▶ **What the task requires**
Below is a listing; reproduce each line of it exactly.

——

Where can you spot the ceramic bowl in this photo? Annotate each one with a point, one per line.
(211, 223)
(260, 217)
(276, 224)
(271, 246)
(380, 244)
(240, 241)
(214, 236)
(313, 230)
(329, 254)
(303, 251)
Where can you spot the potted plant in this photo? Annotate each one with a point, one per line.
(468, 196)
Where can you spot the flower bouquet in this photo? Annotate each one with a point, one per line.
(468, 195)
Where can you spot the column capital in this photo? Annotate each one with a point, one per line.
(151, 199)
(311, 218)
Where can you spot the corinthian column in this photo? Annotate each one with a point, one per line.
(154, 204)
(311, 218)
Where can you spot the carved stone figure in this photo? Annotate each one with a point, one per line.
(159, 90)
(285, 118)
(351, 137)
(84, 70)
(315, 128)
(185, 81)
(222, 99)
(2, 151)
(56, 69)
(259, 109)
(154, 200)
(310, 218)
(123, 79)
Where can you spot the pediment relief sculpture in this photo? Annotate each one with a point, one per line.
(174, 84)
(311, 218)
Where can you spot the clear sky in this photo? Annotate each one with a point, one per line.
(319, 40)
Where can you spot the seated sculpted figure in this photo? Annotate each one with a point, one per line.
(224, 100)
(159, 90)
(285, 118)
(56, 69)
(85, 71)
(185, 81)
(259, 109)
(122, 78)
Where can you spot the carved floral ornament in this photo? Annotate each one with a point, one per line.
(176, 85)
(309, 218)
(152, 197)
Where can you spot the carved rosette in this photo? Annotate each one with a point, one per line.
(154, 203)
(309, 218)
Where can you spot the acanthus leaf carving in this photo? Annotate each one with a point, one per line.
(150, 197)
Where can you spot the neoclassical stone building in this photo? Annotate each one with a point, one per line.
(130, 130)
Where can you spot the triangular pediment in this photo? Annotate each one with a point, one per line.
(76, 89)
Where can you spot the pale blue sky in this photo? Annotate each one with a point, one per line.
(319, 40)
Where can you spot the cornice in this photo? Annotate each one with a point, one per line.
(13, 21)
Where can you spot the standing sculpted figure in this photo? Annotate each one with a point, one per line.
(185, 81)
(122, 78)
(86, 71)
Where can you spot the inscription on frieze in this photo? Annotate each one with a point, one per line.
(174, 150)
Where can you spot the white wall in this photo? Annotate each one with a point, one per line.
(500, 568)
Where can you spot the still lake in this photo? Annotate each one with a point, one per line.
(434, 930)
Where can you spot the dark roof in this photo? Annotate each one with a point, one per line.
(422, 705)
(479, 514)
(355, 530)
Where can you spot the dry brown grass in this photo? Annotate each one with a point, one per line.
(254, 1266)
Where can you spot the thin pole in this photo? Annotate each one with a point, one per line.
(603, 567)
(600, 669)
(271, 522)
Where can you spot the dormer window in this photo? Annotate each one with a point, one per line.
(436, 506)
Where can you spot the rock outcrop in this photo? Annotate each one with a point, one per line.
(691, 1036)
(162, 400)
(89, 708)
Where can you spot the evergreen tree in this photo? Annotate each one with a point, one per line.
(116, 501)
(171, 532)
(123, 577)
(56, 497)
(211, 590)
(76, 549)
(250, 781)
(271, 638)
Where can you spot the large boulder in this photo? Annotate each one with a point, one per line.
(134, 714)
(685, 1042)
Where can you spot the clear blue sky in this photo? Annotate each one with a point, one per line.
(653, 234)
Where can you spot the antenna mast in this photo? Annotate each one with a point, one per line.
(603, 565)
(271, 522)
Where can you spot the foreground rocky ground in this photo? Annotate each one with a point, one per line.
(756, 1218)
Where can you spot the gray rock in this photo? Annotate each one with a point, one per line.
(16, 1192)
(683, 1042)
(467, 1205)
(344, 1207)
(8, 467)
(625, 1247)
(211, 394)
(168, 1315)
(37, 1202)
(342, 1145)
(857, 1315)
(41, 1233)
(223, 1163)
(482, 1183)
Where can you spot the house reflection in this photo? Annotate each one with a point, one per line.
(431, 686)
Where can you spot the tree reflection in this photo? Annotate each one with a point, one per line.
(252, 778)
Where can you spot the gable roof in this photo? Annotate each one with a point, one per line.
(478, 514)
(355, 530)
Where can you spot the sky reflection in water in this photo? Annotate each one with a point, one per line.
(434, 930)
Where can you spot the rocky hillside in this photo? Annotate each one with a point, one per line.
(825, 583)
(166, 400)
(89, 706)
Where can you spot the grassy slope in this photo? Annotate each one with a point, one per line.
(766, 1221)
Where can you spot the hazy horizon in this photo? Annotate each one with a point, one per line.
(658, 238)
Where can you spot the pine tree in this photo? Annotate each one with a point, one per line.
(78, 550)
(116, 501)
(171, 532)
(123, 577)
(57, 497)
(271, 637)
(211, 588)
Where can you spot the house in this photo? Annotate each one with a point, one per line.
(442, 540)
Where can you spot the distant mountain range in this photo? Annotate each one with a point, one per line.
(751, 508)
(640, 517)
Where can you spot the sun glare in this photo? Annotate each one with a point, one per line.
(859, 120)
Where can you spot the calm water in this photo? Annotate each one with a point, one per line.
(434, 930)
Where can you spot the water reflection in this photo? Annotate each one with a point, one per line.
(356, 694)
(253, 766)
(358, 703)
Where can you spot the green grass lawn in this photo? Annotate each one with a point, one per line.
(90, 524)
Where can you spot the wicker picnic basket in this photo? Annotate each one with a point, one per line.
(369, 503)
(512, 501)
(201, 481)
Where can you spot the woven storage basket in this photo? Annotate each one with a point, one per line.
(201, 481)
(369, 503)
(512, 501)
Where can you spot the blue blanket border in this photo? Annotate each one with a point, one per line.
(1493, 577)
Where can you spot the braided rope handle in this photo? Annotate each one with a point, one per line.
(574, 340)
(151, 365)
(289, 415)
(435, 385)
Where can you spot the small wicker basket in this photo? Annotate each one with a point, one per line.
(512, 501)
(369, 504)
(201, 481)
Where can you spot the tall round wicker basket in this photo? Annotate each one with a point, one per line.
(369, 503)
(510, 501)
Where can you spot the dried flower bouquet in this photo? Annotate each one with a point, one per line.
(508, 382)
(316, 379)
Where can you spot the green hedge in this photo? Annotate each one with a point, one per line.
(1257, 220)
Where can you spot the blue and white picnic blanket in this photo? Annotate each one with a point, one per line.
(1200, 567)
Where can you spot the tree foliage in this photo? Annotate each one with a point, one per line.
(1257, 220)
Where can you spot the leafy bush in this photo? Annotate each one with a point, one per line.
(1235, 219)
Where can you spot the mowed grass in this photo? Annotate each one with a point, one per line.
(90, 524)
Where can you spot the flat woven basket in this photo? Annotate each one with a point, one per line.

——

▶ **Output for this task**
Where can you spot the ceramic bowl in this photo? Annotate each one with a point, one per line.
(211, 223)
(260, 217)
(276, 224)
(271, 246)
(380, 244)
(240, 241)
(214, 236)
(313, 230)
(329, 254)
(303, 251)
Where can you spot the potted plant in this photo? Annotate each one with a point, one per line.
(468, 196)
Where can you spot the flower bouquet in this photo? Annotate each one with a point, one per line.
(468, 195)
Where can you spot the column capital in this photo? Annotate each one with a point, one per line.
(151, 199)
(311, 218)
Where can you spot the corinthian column in this photo? Annotate each one with a point, one per line.
(154, 204)
(311, 218)
Where can you spot the carved stone figure in this photo? Annotate each one with a point, one per line.
(159, 90)
(285, 118)
(351, 137)
(84, 70)
(315, 128)
(185, 81)
(222, 99)
(2, 151)
(56, 69)
(259, 109)
(154, 200)
(310, 218)
(123, 79)
Where can you spot the pediment relief sculpture in this photo? Annotate each one with a point, one per line.
(174, 84)
(311, 218)
Where can you spot the clear sky in this photo? Annotate each one with a point, one per line.
(319, 40)
Where can you spot the seated sculpted figure in this photo? Annotate each one with a point, one per line.
(224, 100)
(159, 90)
(285, 118)
(56, 69)
(85, 71)
(185, 81)
(259, 109)
(122, 78)
Where can you spot the carved floral ornament in this photo? Annotate each one with a point, one per line.
(176, 85)
(309, 218)
(152, 197)
Where can you spot the carved rosette in this photo? Annotate each one with a point, one per line.
(154, 203)
(309, 218)
Where can you spot the acanthus leaf carving in this photo? Annotate each one with a point, one per line.
(150, 197)
Where can you spot the neoclassical stone building in this photo? Annotate each one with a point, one per line.
(130, 130)
Where can you spot the triangular pediment in this photo? Annotate each one with a point, one per line.
(76, 89)
Where can you spot the pale blue sky in this photo? Annotate each one with a point, one per line.
(319, 40)
Where can you spot the cornice in this photo? Annotate each one with a point, one per line.
(13, 21)
Where can you spot the standing sculpted figure in this photo? Annotate each one with a point, one per line.
(185, 81)
(122, 78)
(86, 71)
Where can you spot the inscription on frieze in this photo? Annotate each one with a point, one per line.
(174, 150)
Where can you spot the white wall in this photo? Annotate each one with a point, one per line.
(500, 568)
Where can you spot the still lake in this photo? Annotate each one with a point, one per line.
(434, 930)
Where can you spot the dark roof in this photo? Annotate each one with a point, one per line.
(422, 705)
(479, 514)
(355, 530)
Where can you spot the dry brown grass in this photo? Annotate each one with a point, one per line.
(254, 1266)
Where can you spot the thin pole in this photo? Annotate each one with a point, one per line.
(603, 567)
(600, 669)
(271, 522)
Where can you spot the dormer window in this photo? Annotate each one with a point, one per line.
(436, 506)
Where can you spot the rock outcrop in this photo? Annotate each one with a point, one per line.
(691, 1036)
(162, 400)
(89, 708)
Where can you spot the evergreen tree in this photo? Annotate each one with a point, one per line.
(116, 501)
(171, 532)
(123, 577)
(56, 497)
(211, 590)
(76, 549)
(250, 781)
(271, 638)
Where can you spot the large boulder in this photo? Annotate each one with a point, one per line.
(134, 714)
(685, 1042)
Where can you spot the clear blue sky in this photo? Annotate each one with a point, one per line.
(653, 234)
Where can you spot the antenna mast in this photo? Annotate each one with a point, one per line.
(603, 565)
(271, 522)
Where can you spot the foreground rocky ground in this photo? Annotate each one with a point, one per line.
(756, 1218)
Where can you spot the gray rock in this photo? Annotate each one with a point, one per line.
(16, 1192)
(683, 1042)
(467, 1205)
(344, 1207)
(8, 467)
(625, 1247)
(211, 394)
(168, 1315)
(37, 1202)
(342, 1145)
(857, 1315)
(41, 1233)
(223, 1163)
(482, 1183)
Where can you spot the house reflection in this photo? Annotate each one with a point, one per line.
(431, 686)
Where can you spot the tree reflection in this photo? Annotate each one with a point, one per line.
(252, 778)
Where can you spot the gable roof in this photo? Annotate each one with a point, one per line.
(478, 514)
(355, 530)
Where can you spot the sky reflection in water in this photo? Annotate each one with a point, one per line.
(434, 930)
Where can you spot the rocky hillside in this photo? Annotate each one with a point, one per line.
(825, 583)
(166, 400)
(89, 706)
Where can you spot the grassy slope in this photo? Annotate each one with a point, one per line.
(766, 1221)
Where can you spot the hazy horizon in this photo? Annotate each one with a point, one per line.
(658, 238)
Where can you spot the pine tree in this photo? Annotate each one with a point, one per line.
(78, 550)
(116, 501)
(171, 532)
(123, 577)
(57, 497)
(271, 637)
(211, 588)
Where can you spot the house in this photo? Annotate each one with a point, one per line.
(442, 540)
Where can you spot the distant mountain range in this photo? Annotate each one with a point, one per line.
(751, 508)
(640, 517)
Where can you spot the sun glare in this photo? Annotate each one with a point, one per line.
(859, 120)
Where can you spot the calm water in this photo? Annotate each one with a point, one per line.
(434, 930)
Where can you spot the water reflection in this photo? Annotate each one with a point, one per line.
(356, 694)
(253, 766)
(358, 703)
Where can you spot the green grass lawn in this photo? Annotate each one with a point, one per line.
(90, 524)
Where can you spot the wicker picnic basket in this photo? Annotate each one with a point, one per line.
(369, 503)
(512, 501)
(201, 481)
Where can you spot the woven storage basket in this photo? Annotate each one with a point, one per line.
(201, 481)
(369, 503)
(512, 501)
Where can you spot the blue blanket border in this photo? Annotate each one with a point, one per line.
(1493, 577)
Where can you spot the braided rope handle in this photo? Annotate each one with a point, one per line.
(574, 340)
(151, 365)
(289, 415)
(435, 385)
Where can you spot the small wicker basket in this photo? Annotate each one with a point, one per line.
(512, 501)
(369, 504)
(201, 481)
Where can you spot the tall round wicker basket in this photo? Annotate each one with a point, one per line.
(369, 503)
(510, 501)
Where can you spot the dried flower bouquet in this photo? Annotate each one with a point, one per line.
(508, 382)
(316, 379)
Where can you spot the green hedge in this photo? Annotate each one with a point, one per line.
(1257, 220)
Where can you spot the blue and white picnic blanket in this photo? Annotate each one with a point, one per line.
(1200, 567)
Where can you spot the tree foliage in this photo? Annotate each one with a point, one per line.
(1257, 220)
Where can you spot the leafy bush in this photo? Annotate each one with a point, one per line.
(1235, 219)
Where can you spot the mowed grass in this photo? Annotate each one with a point, one per line.
(90, 524)
Where can you spot the flat woven basket in this photo? Annotate each one with a point, one per line.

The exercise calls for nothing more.